[Data extracted from a collection]
• • •

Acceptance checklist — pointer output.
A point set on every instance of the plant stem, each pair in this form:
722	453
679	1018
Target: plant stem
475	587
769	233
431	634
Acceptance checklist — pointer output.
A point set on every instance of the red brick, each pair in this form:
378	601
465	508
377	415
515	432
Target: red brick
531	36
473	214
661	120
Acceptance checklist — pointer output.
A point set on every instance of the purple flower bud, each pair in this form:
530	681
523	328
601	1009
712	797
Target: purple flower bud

• • •

Instructions for the task — Which lines above include the word "this"? Return each one.

Answer box —
A point set on every instance of the plant stem, each pair in this form:
A point set on every instance of the red brick, each pair in this form:
A point set on every instance of the purple flower bud, each pair in this form:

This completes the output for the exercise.